* start *
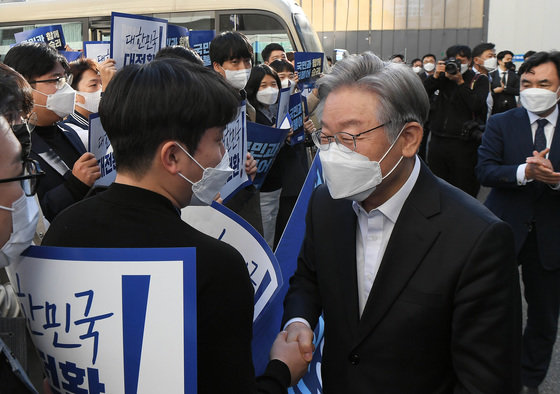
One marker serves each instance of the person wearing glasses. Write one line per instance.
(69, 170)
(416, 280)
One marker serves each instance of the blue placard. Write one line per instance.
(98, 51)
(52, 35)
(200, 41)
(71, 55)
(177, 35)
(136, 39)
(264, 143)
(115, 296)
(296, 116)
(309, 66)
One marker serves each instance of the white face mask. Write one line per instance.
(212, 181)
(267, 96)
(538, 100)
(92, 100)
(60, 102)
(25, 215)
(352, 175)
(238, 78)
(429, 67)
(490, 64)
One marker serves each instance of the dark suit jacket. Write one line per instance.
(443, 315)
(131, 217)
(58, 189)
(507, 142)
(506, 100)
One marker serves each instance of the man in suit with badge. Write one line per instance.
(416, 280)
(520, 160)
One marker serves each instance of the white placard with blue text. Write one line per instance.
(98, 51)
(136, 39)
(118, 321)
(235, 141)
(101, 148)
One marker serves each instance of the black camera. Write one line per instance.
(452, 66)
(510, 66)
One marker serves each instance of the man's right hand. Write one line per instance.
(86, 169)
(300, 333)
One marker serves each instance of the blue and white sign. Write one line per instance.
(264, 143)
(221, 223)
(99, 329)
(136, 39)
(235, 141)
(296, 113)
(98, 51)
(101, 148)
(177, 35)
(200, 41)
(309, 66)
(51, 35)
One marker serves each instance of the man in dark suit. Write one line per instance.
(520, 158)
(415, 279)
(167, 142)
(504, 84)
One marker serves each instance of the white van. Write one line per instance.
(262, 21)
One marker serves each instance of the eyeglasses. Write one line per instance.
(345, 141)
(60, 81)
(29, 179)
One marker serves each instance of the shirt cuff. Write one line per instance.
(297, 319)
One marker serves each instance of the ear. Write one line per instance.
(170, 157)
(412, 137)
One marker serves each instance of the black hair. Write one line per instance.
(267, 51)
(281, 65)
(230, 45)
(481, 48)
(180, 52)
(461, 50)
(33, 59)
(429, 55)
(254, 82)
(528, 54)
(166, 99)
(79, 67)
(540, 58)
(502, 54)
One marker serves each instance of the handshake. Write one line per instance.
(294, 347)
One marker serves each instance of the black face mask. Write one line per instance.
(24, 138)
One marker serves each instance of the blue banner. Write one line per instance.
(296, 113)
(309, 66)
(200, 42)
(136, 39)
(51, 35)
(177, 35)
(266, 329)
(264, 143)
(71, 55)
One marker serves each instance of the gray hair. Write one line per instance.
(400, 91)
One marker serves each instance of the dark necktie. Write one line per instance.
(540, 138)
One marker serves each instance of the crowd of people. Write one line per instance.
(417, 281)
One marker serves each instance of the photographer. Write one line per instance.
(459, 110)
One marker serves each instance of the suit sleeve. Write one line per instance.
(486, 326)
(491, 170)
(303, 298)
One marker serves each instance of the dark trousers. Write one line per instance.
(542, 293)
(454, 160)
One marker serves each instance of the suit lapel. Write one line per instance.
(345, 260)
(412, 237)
* end *
## WRITTEN TASK
Rewrite the lines from the one containing "One marker serves each instance of the white van." through the final line, both included, as a numbered list with blank lines omitted.

## COMPLETED TASK
1. One marker serves each instance of the white van. Write one line per instance.
2. (262, 21)
3. One marker serves each instance of the eyeglasses. Write one line per instance.
4. (345, 141)
5. (60, 81)
6. (29, 179)
7. One marker serves each instance of the shirt cuff. Write one line per instance.
8. (297, 319)
9. One marker serves each instance of the ear. Write one line per instance.
10. (170, 157)
11. (412, 137)
12. One marker serves each instance of the black hair. Write one line per instance.
13. (267, 51)
14. (281, 65)
15. (230, 45)
16. (481, 48)
17. (180, 52)
18. (461, 50)
19. (33, 59)
20. (429, 55)
21. (254, 82)
22. (528, 54)
23. (166, 99)
24. (79, 67)
25. (540, 58)
26. (502, 54)
27. One marker serves each instance of the handshake. Write one line per instance.
28. (294, 347)
29. One marker serves each instance of the black face mask. Write one line per instance.
30. (24, 138)
31. One marker serves each instance of the blue banner. Write one line per instance.
32. (296, 113)
33. (309, 66)
34. (200, 42)
35. (136, 39)
36. (51, 35)
37. (177, 35)
38. (266, 329)
39. (264, 143)
40. (71, 55)
41. One marker serves each instance of the gray hair. Write one line per instance.
42. (400, 91)
43. One marker serves each instance of the dark necktie. Write one line per instance.
44. (540, 138)
45. One marker serves each instance of the crowd of people. Write one line per instance.
46. (417, 281)
47. One marker serves each instance of the photographer. Write one line per instance.
48. (459, 110)
49. One marker serves each instance of the suit sleeve. Write one line per instance.
50. (486, 326)
51. (491, 170)
52. (303, 298)
53. One marker serves each instance of the dark trousers. Write one line per instance.
54. (542, 293)
55. (454, 160)
56. One marker serves each instance of the suit lapel. Write one line per instance.
57. (345, 260)
58. (412, 237)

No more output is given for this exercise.